## SUPPLIED MATERIAL
— START —

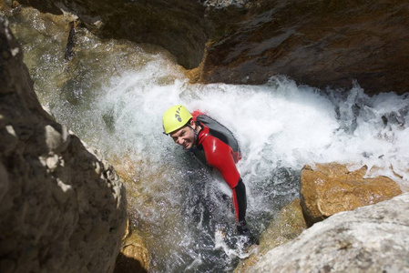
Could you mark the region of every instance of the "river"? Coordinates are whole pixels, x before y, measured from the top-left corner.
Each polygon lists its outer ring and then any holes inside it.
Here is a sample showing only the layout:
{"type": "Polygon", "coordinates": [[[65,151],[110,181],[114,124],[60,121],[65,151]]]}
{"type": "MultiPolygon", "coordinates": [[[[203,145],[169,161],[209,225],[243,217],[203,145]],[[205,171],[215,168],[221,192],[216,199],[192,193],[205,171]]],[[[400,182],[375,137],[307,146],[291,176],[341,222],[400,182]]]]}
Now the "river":
{"type": "Polygon", "coordinates": [[[229,187],[162,133],[162,114],[175,104],[207,113],[236,136],[257,236],[298,197],[305,164],[366,165],[368,177],[409,188],[407,95],[370,97],[358,83],[319,90],[285,76],[262,86],[189,84],[166,50],[100,40],[79,26],[76,56],[65,62],[66,28],[33,11],[10,20],[42,105],[124,175],[151,272],[231,271],[249,256],[235,234],[229,187]]]}

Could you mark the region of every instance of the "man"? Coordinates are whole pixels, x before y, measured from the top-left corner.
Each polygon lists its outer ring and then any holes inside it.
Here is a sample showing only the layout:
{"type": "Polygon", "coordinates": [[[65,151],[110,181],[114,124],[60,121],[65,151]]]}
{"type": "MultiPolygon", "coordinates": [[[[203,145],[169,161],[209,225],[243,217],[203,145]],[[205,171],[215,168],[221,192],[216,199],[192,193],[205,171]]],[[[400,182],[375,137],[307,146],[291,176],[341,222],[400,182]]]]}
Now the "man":
{"type": "Polygon", "coordinates": [[[183,106],[174,106],[163,115],[163,129],[175,143],[210,167],[218,169],[232,190],[233,204],[238,220],[237,230],[256,242],[246,225],[246,187],[236,167],[241,158],[233,134],[211,117],[195,111],[192,114],[183,106]]]}

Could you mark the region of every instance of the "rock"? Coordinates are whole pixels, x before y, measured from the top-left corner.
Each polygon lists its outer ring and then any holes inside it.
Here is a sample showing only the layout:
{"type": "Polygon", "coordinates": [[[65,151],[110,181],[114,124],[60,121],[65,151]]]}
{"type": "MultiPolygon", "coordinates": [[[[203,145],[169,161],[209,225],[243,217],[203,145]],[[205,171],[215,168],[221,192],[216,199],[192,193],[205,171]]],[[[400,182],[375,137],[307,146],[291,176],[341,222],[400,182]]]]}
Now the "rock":
{"type": "Polygon", "coordinates": [[[125,187],[43,109],[7,25],[0,15],[0,272],[112,272],[125,187]]]}
{"type": "Polygon", "coordinates": [[[43,13],[70,12],[94,34],[163,46],[186,68],[202,57],[209,27],[205,6],[190,0],[20,0],[43,13]]]}
{"type": "Polygon", "coordinates": [[[301,205],[309,225],[337,212],[387,200],[402,193],[385,177],[363,178],[366,167],[350,172],[345,165],[306,165],[301,175],[301,205]]]}
{"type": "Polygon", "coordinates": [[[307,225],[302,216],[300,199],[296,198],[279,212],[277,217],[262,233],[257,253],[240,261],[235,272],[242,272],[255,265],[262,255],[273,248],[294,239],[306,228],[307,225]]]}
{"type": "Polygon", "coordinates": [[[241,272],[407,272],[409,193],[333,215],[241,272]]]}
{"type": "Polygon", "coordinates": [[[142,237],[131,230],[128,223],[128,236],[117,258],[114,273],[148,272],[150,254],[142,237]]]}
{"type": "Polygon", "coordinates": [[[409,2],[249,2],[209,15],[216,31],[200,82],[264,84],[285,75],[319,88],[357,80],[367,94],[409,91],[409,2]]]}

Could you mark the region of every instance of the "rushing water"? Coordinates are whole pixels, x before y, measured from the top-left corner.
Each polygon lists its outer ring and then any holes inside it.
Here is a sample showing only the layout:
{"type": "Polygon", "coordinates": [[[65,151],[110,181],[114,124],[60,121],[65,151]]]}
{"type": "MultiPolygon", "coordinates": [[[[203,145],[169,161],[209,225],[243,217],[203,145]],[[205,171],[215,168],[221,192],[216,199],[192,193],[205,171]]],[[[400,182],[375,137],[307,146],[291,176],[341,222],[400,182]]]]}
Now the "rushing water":
{"type": "Polygon", "coordinates": [[[123,170],[152,272],[230,271],[249,255],[235,235],[230,189],[162,134],[161,116],[175,104],[206,112],[238,138],[256,235],[298,196],[304,164],[377,167],[372,176],[408,188],[408,96],[369,97],[358,85],[340,95],[285,76],[262,86],[190,85],[163,49],[101,41],[83,28],[66,64],[67,29],[51,25],[36,12],[12,18],[41,103],[123,170]]]}

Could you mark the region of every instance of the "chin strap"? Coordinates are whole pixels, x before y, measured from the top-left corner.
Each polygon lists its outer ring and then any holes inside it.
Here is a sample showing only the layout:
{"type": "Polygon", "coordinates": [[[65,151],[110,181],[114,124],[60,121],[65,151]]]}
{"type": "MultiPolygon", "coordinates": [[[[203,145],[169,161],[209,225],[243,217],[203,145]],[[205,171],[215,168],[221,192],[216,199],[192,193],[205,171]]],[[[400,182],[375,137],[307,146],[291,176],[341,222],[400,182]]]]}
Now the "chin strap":
{"type": "Polygon", "coordinates": [[[191,148],[189,148],[189,150],[186,149],[185,147],[183,147],[183,149],[186,150],[187,152],[193,152],[193,151],[196,150],[196,148],[197,148],[197,143],[198,143],[198,139],[199,139],[199,133],[196,132],[196,130],[193,129],[193,128],[191,127],[191,126],[189,126],[190,129],[193,130],[193,134],[194,134],[194,136],[195,136],[195,142],[194,142],[193,146],[191,147],[191,148]]]}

— END —

## WHAT TO PRODUCE
Without the pictures, restate each entry exactly.

## FINISHED EXERCISE
Could you mark the region of every instance of the "river"? Coordinates are whole pixels, x before y, measured from the top-left corner.
Each polygon lists its outer ring and then any holes inside it.
Here is a sample showing only the layout:
{"type": "Polygon", "coordinates": [[[65,151],[110,181],[114,124],[60,121],[65,151]]]}
{"type": "MultiPolygon", "coordinates": [[[[203,145],[169,161],[209,225],[243,217],[203,145]],[[205,171],[215,168],[221,192],[216,199],[192,193],[205,171]]],[[[400,182],[375,137],[307,146],[291,176],[341,222],[400,182]]]]}
Now the "river":
{"type": "Polygon", "coordinates": [[[229,187],[162,133],[162,114],[175,104],[207,113],[236,136],[257,236],[298,197],[305,164],[366,165],[368,177],[409,188],[407,95],[370,97],[358,83],[319,90],[285,76],[262,86],[189,84],[166,50],[100,40],[79,26],[76,56],[65,62],[66,28],[33,11],[10,20],[42,105],[124,175],[151,272],[231,271],[249,256],[235,234],[229,187]]]}

Could you mark the region of every instance of the "man"? Coordinates are whole pixels, x before y, measured from the top-left corner.
Each polygon lists its outer ring and then any holes inside it.
Here is a sample showing only the layout:
{"type": "Polygon", "coordinates": [[[65,151],[110,181],[114,124],[60,121],[65,151]]]}
{"type": "MultiPolygon", "coordinates": [[[[203,145],[169,161],[209,225],[243,217],[203,145]],[[205,171],[215,168],[221,192],[216,199],[192,193],[205,171]]],[[[400,182],[375,137],[307,146],[291,176],[341,222],[400,182]]]]}
Now the "man":
{"type": "Polygon", "coordinates": [[[183,106],[174,106],[163,115],[163,129],[175,143],[210,167],[218,169],[232,190],[233,204],[238,220],[237,230],[256,242],[246,225],[246,187],[236,167],[241,158],[233,134],[211,117],[195,111],[192,114],[183,106]]]}

Could you mark the region of every instance of the "rock"? Coordinates are whole pixels, x before y, measured from the top-left corner.
Each polygon lists its outer ring and then any holes inside it.
Here is a sample showing only the layout:
{"type": "Polygon", "coordinates": [[[65,151],[110,181],[114,124],[60,121],[65,151]]]}
{"type": "MultiPolygon", "coordinates": [[[[203,145],[169,161],[209,225],[243,217],[203,145]],[[205,171],[215,168],[221,192],[216,199],[192,193],[205,171]]],[[[400,182],[375,137],[307,146],[291,176],[341,222],[400,182]]]]}
Now the "rock":
{"type": "Polygon", "coordinates": [[[125,187],[43,109],[7,25],[0,15],[0,272],[112,272],[125,187]]]}
{"type": "Polygon", "coordinates": [[[43,13],[70,12],[94,34],[163,46],[186,68],[202,57],[209,27],[205,6],[190,0],[20,0],[43,13]]]}
{"type": "Polygon", "coordinates": [[[301,205],[309,225],[337,212],[387,200],[402,193],[385,177],[363,178],[366,167],[350,172],[345,165],[306,165],[301,175],[301,205]]]}
{"type": "Polygon", "coordinates": [[[307,225],[302,216],[300,199],[296,198],[279,212],[277,217],[262,233],[257,253],[240,261],[235,272],[242,272],[255,265],[262,255],[273,248],[294,239],[306,228],[307,225]]]}
{"type": "Polygon", "coordinates": [[[241,272],[407,272],[409,193],[333,215],[241,272]]]}
{"type": "Polygon", "coordinates": [[[142,237],[131,230],[128,223],[128,236],[117,258],[114,273],[148,272],[150,254],[142,237]]]}
{"type": "Polygon", "coordinates": [[[409,2],[249,2],[209,15],[216,31],[200,82],[264,84],[285,75],[319,88],[357,80],[367,94],[409,91],[409,2]]]}

Could you mark the region of every instance of the "rushing water"? Coordinates are whole pixels, x before y, measured from the top-left corner.
Each polygon lists its outer ring and then any holes inside it.
Here is a sample showing only the layout:
{"type": "Polygon", "coordinates": [[[65,151],[110,181],[114,124],[60,121],[65,151]]]}
{"type": "MultiPolygon", "coordinates": [[[[203,145],[169,161],[209,225],[243,217],[203,145]],[[205,171],[215,168],[221,192],[216,199],[192,193],[205,171]]],[[[400,182],[375,137],[307,146],[291,176],[341,222],[400,182]]]]}
Now the "rushing water":
{"type": "Polygon", "coordinates": [[[123,170],[152,272],[230,271],[249,255],[235,235],[230,189],[162,134],[161,116],[175,104],[206,112],[238,138],[256,235],[298,196],[304,164],[377,167],[372,176],[408,188],[408,96],[369,97],[358,85],[340,95],[285,76],[262,86],[190,85],[163,49],[101,41],[83,28],[66,64],[67,29],[51,25],[36,12],[12,18],[41,103],[123,170]]]}

Could you mark the region of every instance of the "chin strap"? Coordinates are whole pixels, x before y, measured from the top-left corner.
Each polygon lists its outer ring and then any holes inside it.
Here is a sample showing only the layout:
{"type": "Polygon", "coordinates": [[[65,151],[110,181],[114,124],[60,121],[65,151]]]}
{"type": "MultiPolygon", "coordinates": [[[[203,145],[169,161],[209,225],[243,217],[203,145]],[[205,171],[215,168],[221,192],[216,199],[192,193],[205,171]]],[[[400,182],[375,137],[307,146],[291,176],[341,222],[400,182]]]]}
Now the "chin strap":
{"type": "Polygon", "coordinates": [[[191,148],[189,148],[189,150],[186,149],[185,147],[183,147],[183,149],[186,150],[187,152],[193,152],[193,151],[196,150],[196,148],[197,148],[197,143],[198,143],[198,139],[199,139],[199,133],[196,132],[196,130],[193,129],[193,128],[191,127],[191,126],[189,126],[190,129],[193,130],[193,134],[194,134],[194,136],[195,136],[195,142],[194,142],[193,146],[191,147],[191,148]]]}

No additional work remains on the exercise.